┏━━
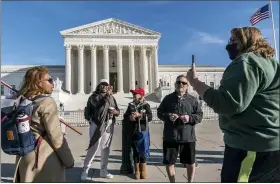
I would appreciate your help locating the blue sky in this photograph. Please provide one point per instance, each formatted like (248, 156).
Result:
(30, 30)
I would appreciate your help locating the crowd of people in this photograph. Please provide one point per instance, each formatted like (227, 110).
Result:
(247, 102)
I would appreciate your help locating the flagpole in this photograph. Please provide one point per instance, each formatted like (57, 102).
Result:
(273, 29)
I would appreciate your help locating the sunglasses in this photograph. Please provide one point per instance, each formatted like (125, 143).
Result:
(50, 80)
(181, 82)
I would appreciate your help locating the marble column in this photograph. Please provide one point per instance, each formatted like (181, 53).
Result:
(106, 74)
(120, 68)
(131, 67)
(81, 68)
(144, 66)
(151, 74)
(155, 66)
(68, 67)
(93, 67)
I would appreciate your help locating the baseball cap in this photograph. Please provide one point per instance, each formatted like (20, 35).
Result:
(139, 91)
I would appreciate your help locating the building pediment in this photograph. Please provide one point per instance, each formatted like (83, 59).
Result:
(109, 27)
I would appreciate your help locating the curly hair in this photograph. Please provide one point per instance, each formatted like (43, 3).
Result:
(30, 84)
(251, 40)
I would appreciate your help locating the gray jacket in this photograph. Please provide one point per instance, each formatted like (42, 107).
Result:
(179, 132)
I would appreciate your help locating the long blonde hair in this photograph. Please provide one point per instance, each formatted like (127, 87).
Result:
(30, 84)
(251, 40)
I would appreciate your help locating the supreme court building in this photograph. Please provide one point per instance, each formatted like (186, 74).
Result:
(123, 53)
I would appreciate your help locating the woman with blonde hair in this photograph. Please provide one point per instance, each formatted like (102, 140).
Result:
(247, 102)
(139, 114)
(47, 164)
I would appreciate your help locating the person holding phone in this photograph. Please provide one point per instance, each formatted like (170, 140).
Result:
(138, 113)
(180, 113)
(247, 102)
(102, 110)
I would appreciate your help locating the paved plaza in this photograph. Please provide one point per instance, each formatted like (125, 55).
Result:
(209, 154)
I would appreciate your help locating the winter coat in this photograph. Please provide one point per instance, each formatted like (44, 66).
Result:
(147, 116)
(54, 153)
(178, 131)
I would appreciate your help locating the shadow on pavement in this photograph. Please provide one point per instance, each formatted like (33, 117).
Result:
(198, 152)
(157, 160)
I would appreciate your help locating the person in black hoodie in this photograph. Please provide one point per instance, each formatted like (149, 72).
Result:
(180, 113)
(139, 108)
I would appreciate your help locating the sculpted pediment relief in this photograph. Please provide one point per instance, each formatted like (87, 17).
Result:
(110, 27)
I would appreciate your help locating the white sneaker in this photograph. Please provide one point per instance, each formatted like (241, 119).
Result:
(105, 174)
(84, 175)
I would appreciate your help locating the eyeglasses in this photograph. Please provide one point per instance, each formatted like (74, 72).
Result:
(181, 82)
(50, 80)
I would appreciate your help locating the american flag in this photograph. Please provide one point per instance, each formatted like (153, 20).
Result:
(261, 14)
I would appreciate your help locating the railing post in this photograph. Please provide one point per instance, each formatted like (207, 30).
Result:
(127, 166)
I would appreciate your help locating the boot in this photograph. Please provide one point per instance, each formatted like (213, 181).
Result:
(143, 172)
(137, 171)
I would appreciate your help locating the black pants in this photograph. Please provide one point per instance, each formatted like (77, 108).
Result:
(247, 166)
(136, 157)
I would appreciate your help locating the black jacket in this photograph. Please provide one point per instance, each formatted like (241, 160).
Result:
(148, 115)
(94, 104)
(179, 132)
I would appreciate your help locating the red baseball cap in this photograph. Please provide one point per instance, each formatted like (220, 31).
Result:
(139, 91)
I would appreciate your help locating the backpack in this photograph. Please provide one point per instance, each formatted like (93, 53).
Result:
(87, 110)
(16, 135)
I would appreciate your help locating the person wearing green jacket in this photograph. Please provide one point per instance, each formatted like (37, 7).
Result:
(247, 102)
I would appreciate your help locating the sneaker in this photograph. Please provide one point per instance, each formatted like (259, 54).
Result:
(84, 175)
(105, 174)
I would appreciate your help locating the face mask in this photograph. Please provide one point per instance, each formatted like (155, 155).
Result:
(232, 50)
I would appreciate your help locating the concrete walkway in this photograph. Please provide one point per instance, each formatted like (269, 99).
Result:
(209, 155)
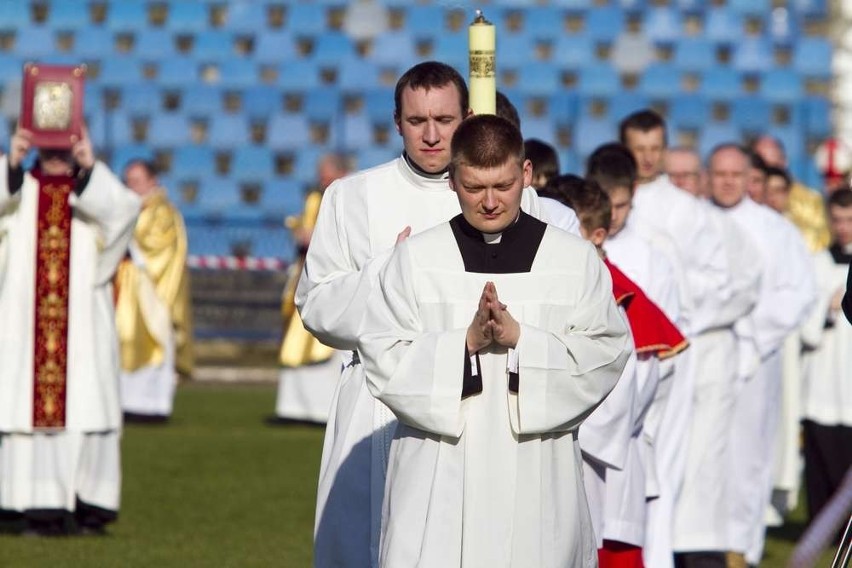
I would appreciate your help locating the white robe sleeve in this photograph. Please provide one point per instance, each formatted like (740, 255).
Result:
(114, 209)
(333, 291)
(417, 374)
(563, 376)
┗━━
WORK INSTRUCTION:
Retype every entry above exactly, leaving out the pictures.

FINISHED TASK:
I would appreciate your help locating the blue sky in this photograph. Please provide one point per instance, each formatted like (248, 156).
Result:
(30, 30)
I would appreciate your help locating the crowd of people in this photograph. Please provide one point per instance, each formatted like (227, 110).
Result:
(247, 102)
I would appreciate your help locating the flagpole in this photograph. Please provide one point per instance, each formatted like (57, 102).
Result:
(273, 29)
I would appreciate your help locating the sunglasses in this photograph. Please provide one point per instance, each formatted like (125, 143).
Result:
(50, 80)
(181, 82)
I would appreciate your help locating the marble column in this photograph. Please provide one point per instance, each formatted like (181, 53).
Result:
(106, 74)
(120, 68)
(131, 67)
(81, 68)
(144, 66)
(151, 74)
(155, 66)
(68, 67)
(93, 67)
I would appreciate your help locating the baseball cap in this photograph. Please provide one point per instance, each formatted like (20, 35).
Result:
(139, 91)
I would appreciate your help locating the building pediment in this photograph. Please provide one point per instance, each formatted like (83, 59).
Result:
(109, 27)
I would appreciate your help locating the curly hair in this photograph. Please provide one point per instance, each formatted like (43, 3).
Result:
(30, 84)
(251, 40)
I would appreciate your help locating the gray jacket in this photograph. Please provide one point per instance, each formatted like (42, 107).
Result:
(179, 132)
I would appreciate your help locating the long blonde hair in this photograph. Please provide one point per instance, each formatted like (127, 87).
Result:
(30, 84)
(251, 40)
I would appreciate your help locating the supreme court building in this photograph. Please provide one point per instance, each formatted like (186, 74).
Result:
(123, 53)
I would appreciate your help locating the woman with blonde hair in this photograph. Please provide one point per instance, each formatted like (102, 140).
Result:
(247, 102)
(139, 114)
(47, 164)
I would appreciate your help locating the person holding phone in this photograph. Please provide one point per instance, each formatted like (170, 140).
Result:
(138, 113)
(180, 113)
(247, 102)
(102, 110)
I would appreciate your help locating the paved plaza in this photograph. Please provide one point per instance, each formatted like (125, 55).
Result:
(209, 154)
I would appreciate your help locating the winter coat in this photograph. Please provide one point per instance, each formatted like (44, 66).
Result:
(147, 116)
(54, 153)
(178, 131)
I would appreciate your help locating the shadow on pavement in this photograph. Please provide one point per instance, each formatted like (33, 117).
Result:
(198, 152)
(157, 160)
I would appreciate your help locating the person in black hoodie in this photograph. Please provide one point per instance, each formatted like (149, 72).
Result:
(180, 113)
(139, 108)
I would appreciate your help locating the sculpted pediment relief in this photograph. Please provide one point per instance, each formatted like (87, 17).
Result:
(110, 27)
I would appreciate your help locating the white sneaker in this photograph. Please provide one point per instance, each formatted like (241, 119).
Result:
(105, 174)
(84, 175)
I would appreciate your help locating the eyeglasses in this photograph. Please provide one point per instance, each formatted like (74, 72).
Result:
(181, 82)
(50, 80)
I would appreciate your help locating the american flag in this photograph. Please provide one point per instance, each formatted like (153, 20).
Result:
(261, 14)
I would appreciate your help locating the railing post in this photograph. Please provide one point per instance, each formatted like (207, 30).
Result:
(127, 166)
I would appreciate your help locating the boot in this photograph. Please provide one point per instance, each formatted like (213, 181).
Result:
(143, 172)
(137, 171)
I would appreciate your help locating the black pants in this photograph. Please provide one point per instance, each formatted like (77, 108).
Result:
(247, 166)
(136, 157)
I would appreciate your help locating the black jacket in this photograph. Please provide one point per instance, each formatted like (241, 160).
Result:
(148, 115)
(94, 104)
(179, 132)
I would appreciate your help locating the red baseball cap in this photograph. Please provide one point per instance, each formatted like (220, 31).
Result:
(139, 91)
I would appreciate your help locating the backpack in this photograph. Please provide one point per instance, each formatted like (93, 53).
Result:
(87, 110)
(16, 135)
I would appreciate your help locating the person wearing green jacket in this photograph. Please provide one point per instance, each formatted like (37, 7).
Result:
(247, 102)
I would appreciate your help locating the sneaker in this photograph. Please provide one point per instance, each formatted like (259, 54).
Result:
(84, 175)
(105, 174)
I would appreciate your help locating the face mask in this photograph. Please provide one point per instance, each formatted like (155, 155).
Result:
(232, 50)
I would appreciate your help locating the concrete walkway in this photograph. Please provide one point per instance, each formatted like (269, 99).
Result:
(209, 155)
I would appreciate your help locating the white robe sleeve in this photograph. Please provide one point per instance, each formatted like (740, 255).
Result:
(114, 209)
(333, 291)
(417, 374)
(563, 376)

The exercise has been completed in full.